Is a cow always a cow?

I’ve noticed a tendency among townies like me to call all cattle cows (which they feel they must mention in discussing Brexit). You’d think that a cow was an obviously female creature. (Didn’t Alf Garnett in Till Death Us Do Part, shown from 1965, call his wife Else a ‘silly old moo’?) But that doesn’t stop them. Indeed the main character in an American cartoon film called Barnyard (2006) was a cow by the name of Otis with a milk-giving udder. He was reckoned male and wooed a (female) cow called Daisy. This was not presented as any daring exercise in gender fluidity. One critic recommended that parents should take their children to it if they wanted to ‘depress them while making sure they fail biology’.

Are our feelings towards politics apathy or inertia?

My husband, with a dependable appetite for chestnuts, says he would be the ideal person to start an Apathy party. There is, it is true, a great lack of appetite for politics at the moment, yet people are annoyed to find they cannot ignore it. It is unwelcome and insistent, like toothache. References have been made recently to William Whitelaw complaining of Labour under Harold Wilson ‘going round the country stirring up apathy’. A variety of circumstances is given for this remark. Some, including Ian Aitken, Whitelaw’s biographer, writing after his death in 1999, attached it to the election campaign of 1970, which Heath unexpectedly won. The late Frank Johnson, normally a careful journalist, placed this Willie-ism in ‘the 1976 Common Market referendum’.

Poetaster

‘What about poetaster, then?’ asked my husband accusingly, looking up from his whisky and the Spectator, in which I’d ruminated on gloomster. He expects me to know the origins of all words, and blames me for their irregularities. I’d long suffered an itch from poetaster. It’s not that I thought it pronounced poe-taster, but that I’d presumed the -aster element was from Greek aster, a star. It’s not. Why should a star make a poet a bad poet? Now that I’ve looked it up, I know that -aster is a classical Latin suffix expressing incomplete resemblance. This suffix has no relation to the English -ster suffix, as in gloomster or spinster. The most familiar English noun ending in -aster is cotoneaster.

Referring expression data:
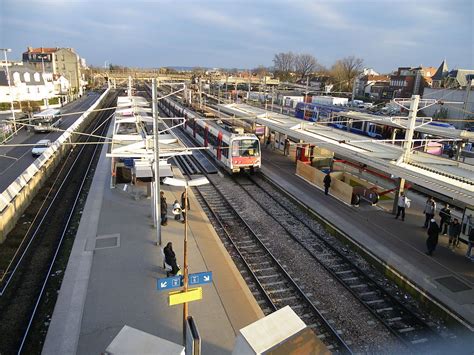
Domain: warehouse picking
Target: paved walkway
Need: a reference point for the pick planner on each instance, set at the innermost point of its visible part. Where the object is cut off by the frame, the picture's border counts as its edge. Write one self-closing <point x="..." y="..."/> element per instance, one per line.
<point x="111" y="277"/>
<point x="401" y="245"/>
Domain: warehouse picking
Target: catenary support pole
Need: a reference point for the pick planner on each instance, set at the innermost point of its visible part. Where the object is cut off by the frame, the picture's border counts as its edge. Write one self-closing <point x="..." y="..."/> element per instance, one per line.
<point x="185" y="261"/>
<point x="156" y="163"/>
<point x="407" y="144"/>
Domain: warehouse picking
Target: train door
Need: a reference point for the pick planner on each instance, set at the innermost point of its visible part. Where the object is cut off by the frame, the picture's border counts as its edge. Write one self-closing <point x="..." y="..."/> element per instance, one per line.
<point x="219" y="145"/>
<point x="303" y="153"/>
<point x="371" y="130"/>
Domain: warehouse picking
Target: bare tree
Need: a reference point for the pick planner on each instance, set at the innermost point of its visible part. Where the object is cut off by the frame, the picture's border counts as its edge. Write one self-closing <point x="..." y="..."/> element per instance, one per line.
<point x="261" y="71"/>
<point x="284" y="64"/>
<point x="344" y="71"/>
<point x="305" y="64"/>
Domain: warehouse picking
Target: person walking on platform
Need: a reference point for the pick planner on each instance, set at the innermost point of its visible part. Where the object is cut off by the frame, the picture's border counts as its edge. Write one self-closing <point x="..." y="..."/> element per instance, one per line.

→ **EXERCISE DETAILS**
From the text on word usage, return the passage that begins with "Is a cow always" and ends with "apathy or inertia?", copied word for word.

→ **THE COMPLETED TASK**
Is a cow always a cow?

I’ve noticed a tendency among townies like me to call all cattle cows (which they feel they must mention in discussing Brexit). You’d think that a cow was an obviously female creature. (Didn’t Alf Garnett in Till Death Us Do Part, shown from 1965, call his wife Else a ‘silly old moo’?) But that doesn’t stop them. Indeed the main character in an American cartoon film called Barnyard (2006) was a cow by the name of Otis with a milk-giving udder. He was reckoned male and wooed a (female) cow called Daisy. This was not presented as any daring exercise in gender fluidity. One critic recommended that parents should take their children to it if they wanted to ‘depress them while making sure they fail biology’.

Are our feelings towards politics apathy or inertia?